We use join().unwrap() to surface panics in the worker threads, but we delay propagating I/O errors until after all threads have joined. That way, even if one stage fails, we still shut down the pipeline cleanly.

`mpsc`

We’ve been using std::sync::mpsc, so what does mpsc stand for? multi‑producer, single‑consumer.

Rust’s standard channels support multiple senders and a single receiver.

To add more senders, clone the original sender and move each clone into its own thread. The receiver side cannot be cloned; if you need multiple threads consuming from the same queue, you’ll need a Mutex or similar.

Performance

Rust’s standard channel is highly optimized:

Initially it uses a “one‑shot” queue implementation; if you only send one value, overhead is tiny.
When you send a second value, it transparently switches to a different queue type that supports unbounded sends with minimal allocations.
When you clone the sender, it switches again to a slightly slower queue that supports multiple producers. Even that implementation is lock‑free.
Only when the channel is empty and a receiver calls recv does it park the thread with a system call.

One common performance pitfall is mismatched producer/consumer speeds. If senders outpace receivers, the channel backs up with unprocessed data, and senders may monopolize CPU time.

To avoid this, Rust offers synchronous channels with backpressure. Use sync_channel instead of channel:

use std::sync::mpsc;

let (sender, receiver) = mpsc::sync_channel(100);

This creates a channel with capacity 100. Once the channel holds 100 items, send blocks until a receiver takes something.

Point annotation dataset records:
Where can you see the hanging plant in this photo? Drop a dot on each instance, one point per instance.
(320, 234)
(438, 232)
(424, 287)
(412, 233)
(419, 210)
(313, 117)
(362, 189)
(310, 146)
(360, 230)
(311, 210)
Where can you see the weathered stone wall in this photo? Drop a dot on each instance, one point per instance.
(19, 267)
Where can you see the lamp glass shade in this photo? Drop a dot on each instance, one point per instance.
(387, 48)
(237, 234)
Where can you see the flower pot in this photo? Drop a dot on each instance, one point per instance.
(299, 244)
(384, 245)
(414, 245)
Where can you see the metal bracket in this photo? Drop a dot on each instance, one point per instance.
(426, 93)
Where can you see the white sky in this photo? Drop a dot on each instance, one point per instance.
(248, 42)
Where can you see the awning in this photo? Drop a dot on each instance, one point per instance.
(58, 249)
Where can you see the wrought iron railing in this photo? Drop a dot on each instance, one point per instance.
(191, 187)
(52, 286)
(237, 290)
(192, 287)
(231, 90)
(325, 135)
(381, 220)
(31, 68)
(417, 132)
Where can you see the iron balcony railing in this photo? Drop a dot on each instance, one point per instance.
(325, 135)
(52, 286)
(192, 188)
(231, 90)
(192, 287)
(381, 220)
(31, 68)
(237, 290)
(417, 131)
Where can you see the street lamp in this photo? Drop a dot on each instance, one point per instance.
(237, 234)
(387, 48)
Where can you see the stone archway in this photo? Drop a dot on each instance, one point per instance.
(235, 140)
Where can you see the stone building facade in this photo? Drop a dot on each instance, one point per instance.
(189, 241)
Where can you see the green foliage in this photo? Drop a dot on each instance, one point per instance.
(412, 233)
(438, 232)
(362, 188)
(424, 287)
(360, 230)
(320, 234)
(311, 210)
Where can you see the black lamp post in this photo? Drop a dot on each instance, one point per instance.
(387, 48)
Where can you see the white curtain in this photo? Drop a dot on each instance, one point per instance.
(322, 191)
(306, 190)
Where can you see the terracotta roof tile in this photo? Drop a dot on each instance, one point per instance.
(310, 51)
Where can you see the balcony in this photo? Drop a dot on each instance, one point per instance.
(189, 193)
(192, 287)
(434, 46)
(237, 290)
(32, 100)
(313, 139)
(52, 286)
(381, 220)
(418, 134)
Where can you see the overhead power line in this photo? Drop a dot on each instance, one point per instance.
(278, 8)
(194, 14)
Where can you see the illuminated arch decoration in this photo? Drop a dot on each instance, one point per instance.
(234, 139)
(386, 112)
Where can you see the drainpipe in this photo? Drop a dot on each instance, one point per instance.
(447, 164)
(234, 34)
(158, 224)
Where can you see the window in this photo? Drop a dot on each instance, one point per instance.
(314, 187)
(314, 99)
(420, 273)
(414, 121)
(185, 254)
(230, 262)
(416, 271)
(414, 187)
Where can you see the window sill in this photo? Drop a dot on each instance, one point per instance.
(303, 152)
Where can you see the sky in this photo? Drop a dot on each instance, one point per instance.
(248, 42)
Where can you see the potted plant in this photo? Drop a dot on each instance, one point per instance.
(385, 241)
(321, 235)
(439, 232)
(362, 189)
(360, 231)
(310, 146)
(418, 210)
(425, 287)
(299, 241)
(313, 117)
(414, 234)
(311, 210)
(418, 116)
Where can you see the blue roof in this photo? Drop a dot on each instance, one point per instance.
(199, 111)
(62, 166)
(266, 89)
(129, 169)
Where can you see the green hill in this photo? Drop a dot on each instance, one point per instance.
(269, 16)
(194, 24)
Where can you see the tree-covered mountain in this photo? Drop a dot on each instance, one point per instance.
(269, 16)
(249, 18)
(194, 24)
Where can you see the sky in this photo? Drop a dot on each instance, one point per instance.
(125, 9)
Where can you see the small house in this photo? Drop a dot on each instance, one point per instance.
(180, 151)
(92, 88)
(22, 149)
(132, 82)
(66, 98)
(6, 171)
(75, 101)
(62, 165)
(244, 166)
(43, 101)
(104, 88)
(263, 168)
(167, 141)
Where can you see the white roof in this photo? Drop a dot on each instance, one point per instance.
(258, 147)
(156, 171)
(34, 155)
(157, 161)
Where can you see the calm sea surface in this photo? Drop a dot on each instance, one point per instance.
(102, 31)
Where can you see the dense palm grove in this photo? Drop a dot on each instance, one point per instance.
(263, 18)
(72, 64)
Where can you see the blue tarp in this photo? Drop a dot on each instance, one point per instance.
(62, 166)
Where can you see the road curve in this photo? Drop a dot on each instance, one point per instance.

## Task requirements
A. Repeat the Rust channels text from "We’ve been using" up to and including "implementation is lock‑free.".
B. Answer these questions from the Rust channels text:
(i) What does mpsc stand for?
(ii) Which function should be used instead of channel to get backpressure?
(iii) What capacity does the sync_channel example give the channel?
C. Continue the Rust channels text from where it stops.

## Answers per task
A.
We’ve been using std::sync::mpsc, so what does mpsc stand for? multi‑producer, single‑consumer.

Rust’s standard channels support multiple senders and a single receiver.

To add more senders, clone the original sender and move each clone into its own thread. The receiver side cannot be cloned; if you need multiple threads consuming from the same queue, you’ll need a Mutex or similar.

Performance

Rust’s standard channel is highly optimized:

Initially it uses a “one‑shot” queue implementation; if you only send one value, overhead is tiny.
When you send a second value, it transparently switches to a different queue type that supports unbounded sends with minimal allocations.
When you clone the sender, it switches again to a slightly slower queue that supports multiple producers. Even that implementation is lock‑free.

B.
(i) Multi‑producer, single‑consumer.
(ii) sync_channel.
(iii) 100.

C.
If you pass capacity 0, every send blocks until a receiver is ready.

`Send` and `Sync`

By now we’ve brushed up against “thread safety” several times. In Rust, two marker traits encode this: Send and Sync from std::marker.

Send: a type that is safe to move to another thread.
Sync: a type that is safe to share references to between threads.

Most standard library types are both Send and Sync:

If all of a struct’s fields are Send/Sync, the struct itself is automatically Send/Sync. You don’t need derive.

You might think that Send implies Sync, but that’s not always the case. Our earlier Receiver type for channels is Send but not Sync, ensuring it’s only used by one thread at a time.

Many non‑Send/Sync types are those that use non‑atomic interior mutability, such as Rc.

Shared Mutable State

We’ve seen two concurrency models so far:

Fork‑join parallelism for highly parallel computations.
Channels for decoupled component communication.

But sometimes you really do need shared, mutable state accessed from multiple threads.

One approach is to spawn a dedicated state manager thread and have other threads interact with it solely via channels. That works, but threads are not free.

Rust also offers lower‑level primitives for shared mutable state.

`Mutex`

A mutex (lock) enforces mutual exclusion: only one thread can access the protected data at a time.

Most languages provide some form of mutex, but in many of them, the lock is separate from the data. The compiler can’t force you to always lock before touching the data.

In Rust, the data lives inside the Mutex<T>:

use std::sync::Mutex;

fn main() {
    let m = Mutex::new(5);

    {
        let mut num = m.lock().unwrap();
        *num = 6;
    }

    println!("m = {:?}", m);
}

The only way to access the inner T is via lock, which returns a MutexGuard<T>:

MutexGuard<T> implements Deref, so you can use it like a &T or &mut T.
When the guard is dropped, it automatically unlocks the mutex.

The full signature of lock returns a Result<MutexGuard<T>>. As with channels, the Err case only happens if another thread using the mutex panicked, which “poisons” the mutex. This is Rust being conservative: if one thread panicked while holding the lock, the shared data might be in an inconsistent state.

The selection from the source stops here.